- _WHAT YOU HAVE TO DO_:
Rescale the data below by repeating every line, including those without coordinates, and multiplying each answer coordinate by 2.15, rounded to the nearest whole number with halves rounded up. Leave the pictures out of your answer.
*** MATERIAL PROVIDED
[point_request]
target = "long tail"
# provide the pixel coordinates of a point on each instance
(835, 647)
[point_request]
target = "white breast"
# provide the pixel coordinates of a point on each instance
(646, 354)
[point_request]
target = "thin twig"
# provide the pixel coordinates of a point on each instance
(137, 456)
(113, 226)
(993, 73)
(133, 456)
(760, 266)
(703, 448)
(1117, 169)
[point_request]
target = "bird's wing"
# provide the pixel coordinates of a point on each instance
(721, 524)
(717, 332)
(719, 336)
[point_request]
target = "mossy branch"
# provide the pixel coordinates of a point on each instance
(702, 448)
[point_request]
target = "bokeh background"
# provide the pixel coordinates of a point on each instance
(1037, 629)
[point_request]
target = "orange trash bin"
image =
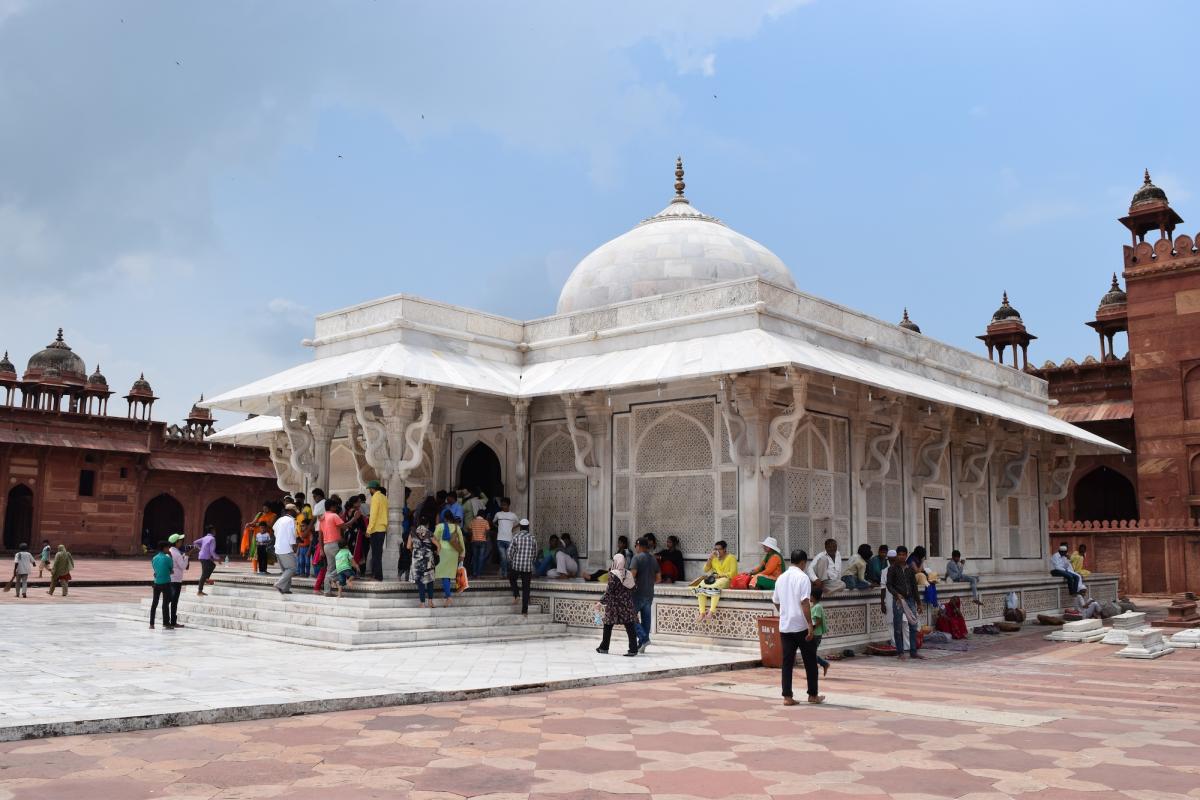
******
- _SOLUTION TO THE PROBLEM_:
[point_request]
target = "long tail"
# provide the pixel coordinates of a point on each instance
(1795, 1391)
[point_request]
target = "white breast"
# provide the pixel coordinates of a point on each instance
(1389, 761)
[point_request]
target = "thin twig"
# provide the pixel coordinates of a point on each instance
(295, 980)
(243, 486)
(2135, 157)
(286, 980)
(1634, 572)
(1511, 963)
(2402, 363)
[point_request]
target = "bird's wing"
# provide the pixel coordinates of a point on each instance
(1550, 1127)
(1542, 714)
(1546, 722)
[point_request]
target = "mossy branch"
# provide the pixel coordinates of a point on each instance
(1509, 963)
[point_request]
target = "bokeh background"
# provide the pixel coordinates of a point on each instance
(2230, 1352)
[point_request]
target = "orange trash bin"
image =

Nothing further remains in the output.